→ Excerpt provided
========

Auditory Function After Application of Ototopical Vancomycin and Mupirocin Solutions in a Murine Model

Abstract

Objective. To determine whether mupirocin (440 µg/mL) and vancomycin otic drops (25 mg/mL) show evidence of ototoxicity in CBA/J mice immediately following a 7-day course of daily intratympanic (IT) injections and 1 month following treatment.

Study Design. Nonrandomized controlled trial.

Setting. Academic hospital laboratory.

Subjects. Twenty CBA/J mice.

Results. Mean auditory brainstem response (ABR) thresholds increased in all drug- and saline-treated ears immediately after 7 days of IT injections but returned to baseline for most stimulus frequencies by 30 days later. This finding appeared to be correlated with the presence and subsequent resolution of tympanic membrane (TM) perforations and granulation tissue at the injection sites. Mupirocin-treated ears showed no significant difference in ABR thresholds compared to saline-treated ears. No significant differences were noted between vancomycin- and saline-treated ears, but there was a significant interaction between testing day and stimulus frequency (P < .001). Further analysis revealed that ABR thresholds at 32 kHz remained significantly elevated in vancomycin-treated mice despite the resolution of TM perforations and granulation tissue 30 days after completion of IT injections (95% confidence interval, −13.5 to −5.5, P < .01).

Conclusion. Although IT application of mupirocin solution (440 µg/mL) caused no significant change in the ABR thresholds in a murine model, vancomycin solution (25 mg/mL) resulted in high-frequency threshold elevations in both the ear directly injected and the contralateral ear. Mupirocin solution may be beneficial in managing otitis externa and media caused by resistant pathogens. Further studies of ototopical vancomycin are needed to define parameters governing its safe use.

========

→ Extracted entries
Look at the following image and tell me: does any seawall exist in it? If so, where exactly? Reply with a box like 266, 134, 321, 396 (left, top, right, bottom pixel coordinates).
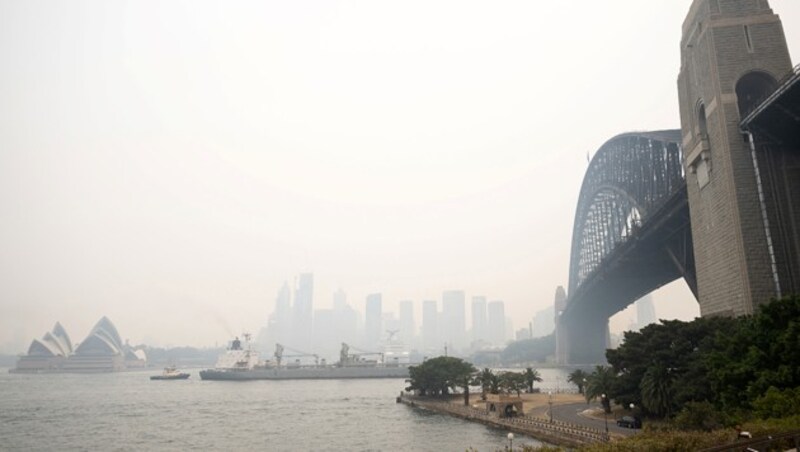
397, 394, 608, 447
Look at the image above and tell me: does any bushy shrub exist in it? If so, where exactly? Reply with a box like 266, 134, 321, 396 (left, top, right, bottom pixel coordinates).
675, 401, 723, 432
753, 386, 800, 419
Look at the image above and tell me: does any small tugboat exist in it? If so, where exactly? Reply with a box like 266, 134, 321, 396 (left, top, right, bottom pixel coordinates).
150, 366, 189, 380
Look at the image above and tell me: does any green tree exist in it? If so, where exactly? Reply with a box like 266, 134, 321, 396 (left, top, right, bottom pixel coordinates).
675, 401, 723, 432
753, 386, 800, 419
708, 295, 800, 411
639, 364, 674, 417
567, 369, 589, 394
500, 372, 526, 395
522, 367, 542, 393
475, 367, 494, 400
489, 374, 500, 394
406, 356, 476, 399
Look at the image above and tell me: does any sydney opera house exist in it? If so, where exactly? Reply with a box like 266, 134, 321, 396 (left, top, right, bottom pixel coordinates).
12, 317, 146, 373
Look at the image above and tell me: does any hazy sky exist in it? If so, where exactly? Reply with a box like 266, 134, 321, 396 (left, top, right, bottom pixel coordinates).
0, 0, 800, 353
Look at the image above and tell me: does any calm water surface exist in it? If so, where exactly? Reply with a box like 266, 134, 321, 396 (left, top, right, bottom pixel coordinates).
0, 369, 576, 451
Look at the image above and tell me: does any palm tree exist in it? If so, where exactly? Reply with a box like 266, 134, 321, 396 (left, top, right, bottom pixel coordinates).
639, 363, 673, 417
583, 366, 617, 413
522, 367, 542, 393
500, 372, 525, 396
489, 374, 500, 394
567, 369, 589, 394
475, 367, 494, 400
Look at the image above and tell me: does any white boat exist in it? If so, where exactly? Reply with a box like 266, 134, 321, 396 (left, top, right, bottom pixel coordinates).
150, 366, 189, 380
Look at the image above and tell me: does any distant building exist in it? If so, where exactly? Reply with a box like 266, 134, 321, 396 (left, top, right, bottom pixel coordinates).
333, 288, 349, 310
532, 306, 556, 337
440, 290, 467, 350
514, 328, 531, 341
258, 282, 293, 348
399, 300, 417, 349
14, 317, 147, 373
290, 273, 314, 350
364, 293, 383, 349
636, 294, 657, 330
422, 300, 442, 356
487, 301, 506, 345
472, 297, 488, 342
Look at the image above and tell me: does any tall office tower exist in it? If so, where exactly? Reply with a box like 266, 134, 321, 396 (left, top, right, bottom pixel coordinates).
531, 306, 556, 337
312, 309, 342, 361
330, 289, 359, 350
289, 273, 314, 351
472, 297, 488, 343
258, 282, 292, 347
399, 300, 416, 349
422, 300, 441, 356
441, 290, 467, 350
333, 288, 347, 310
486, 301, 506, 346
636, 294, 656, 329
364, 293, 383, 349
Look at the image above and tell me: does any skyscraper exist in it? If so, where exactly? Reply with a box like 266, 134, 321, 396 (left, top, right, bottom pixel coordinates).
333, 288, 347, 310
258, 282, 292, 347
441, 290, 467, 350
399, 300, 416, 349
472, 297, 487, 342
422, 300, 441, 356
364, 293, 383, 349
291, 273, 314, 350
636, 294, 656, 329
487, 301, 506, 345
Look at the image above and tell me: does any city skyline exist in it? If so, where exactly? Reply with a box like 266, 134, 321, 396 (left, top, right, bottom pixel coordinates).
0, 0, 800, 353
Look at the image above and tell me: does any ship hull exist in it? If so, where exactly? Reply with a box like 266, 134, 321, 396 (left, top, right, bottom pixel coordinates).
200, 366, 408, 381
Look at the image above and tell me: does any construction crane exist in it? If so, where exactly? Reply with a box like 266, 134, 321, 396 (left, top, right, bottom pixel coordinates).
339, 342, 383, 366
275, 344, 319, 367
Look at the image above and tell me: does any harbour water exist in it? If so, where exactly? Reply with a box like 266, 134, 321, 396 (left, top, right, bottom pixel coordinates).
0, 369, 566, 451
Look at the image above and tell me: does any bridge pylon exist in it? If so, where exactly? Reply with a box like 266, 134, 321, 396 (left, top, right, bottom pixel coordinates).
678, 0, 800, 316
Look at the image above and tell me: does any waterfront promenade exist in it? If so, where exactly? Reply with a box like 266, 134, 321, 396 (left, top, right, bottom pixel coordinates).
398, 393, 609, 447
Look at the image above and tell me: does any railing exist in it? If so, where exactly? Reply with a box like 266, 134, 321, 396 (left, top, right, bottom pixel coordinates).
703, 430, 800, 452
741, 64, 800, 124
400, 395, 609, 445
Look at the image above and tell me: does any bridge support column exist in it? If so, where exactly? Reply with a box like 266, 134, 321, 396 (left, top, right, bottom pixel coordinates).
556, 316, 610, 365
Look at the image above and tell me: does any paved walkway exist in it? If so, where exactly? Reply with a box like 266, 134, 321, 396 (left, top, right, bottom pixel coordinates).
553, 402, 641, 436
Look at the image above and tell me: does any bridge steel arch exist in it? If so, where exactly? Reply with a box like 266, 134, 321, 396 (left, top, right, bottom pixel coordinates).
556, 130, 696, 364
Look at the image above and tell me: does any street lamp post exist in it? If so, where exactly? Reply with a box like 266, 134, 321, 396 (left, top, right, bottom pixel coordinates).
600, 394, 608, 441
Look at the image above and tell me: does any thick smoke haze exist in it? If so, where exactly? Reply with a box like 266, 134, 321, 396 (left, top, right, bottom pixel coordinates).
0, 0, 800, 353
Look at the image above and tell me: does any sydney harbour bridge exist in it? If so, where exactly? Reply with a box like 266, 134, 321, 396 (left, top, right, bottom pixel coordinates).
556, 0, 800, 364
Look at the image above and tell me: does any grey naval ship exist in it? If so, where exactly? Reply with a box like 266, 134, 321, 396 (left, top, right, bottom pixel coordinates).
200, 334, 408, 380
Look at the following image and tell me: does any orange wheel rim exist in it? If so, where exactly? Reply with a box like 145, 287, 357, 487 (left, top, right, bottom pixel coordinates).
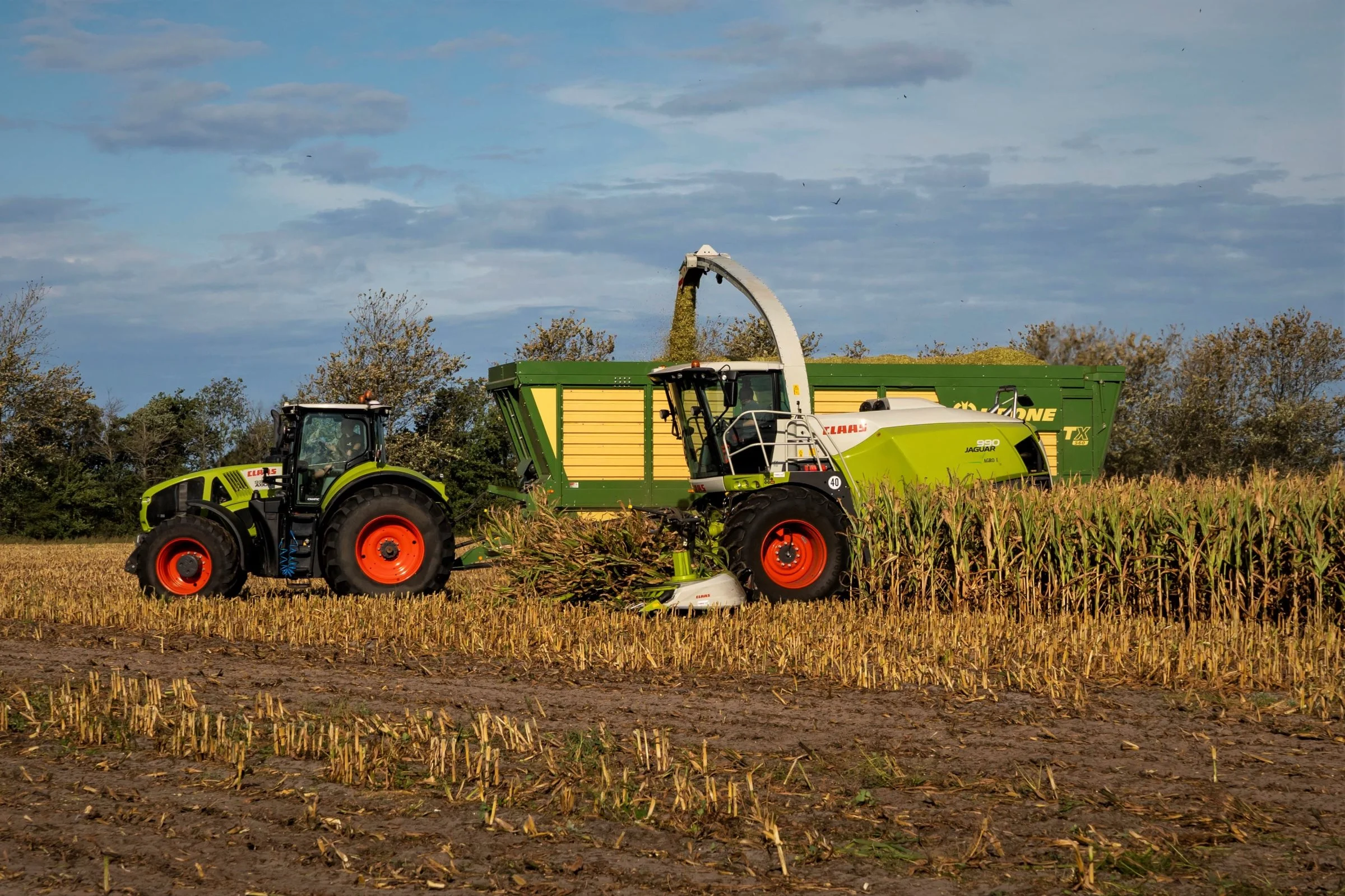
355, 517, 425, 585
155, 538, 211, 595
761, 519, 827, 588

========

Translate this sentence from the abstract on ototopical antibiotics in mice into Spanish: "Mupirocin solution may be beneficial in managing otitis externa and media caused by resistant pathogens." The data is separate material with no connection to the abstract.

La solución de mupirocina puede ser beneficiosa en el manejo de la otitis externa y media causadas por patógenos resistentes.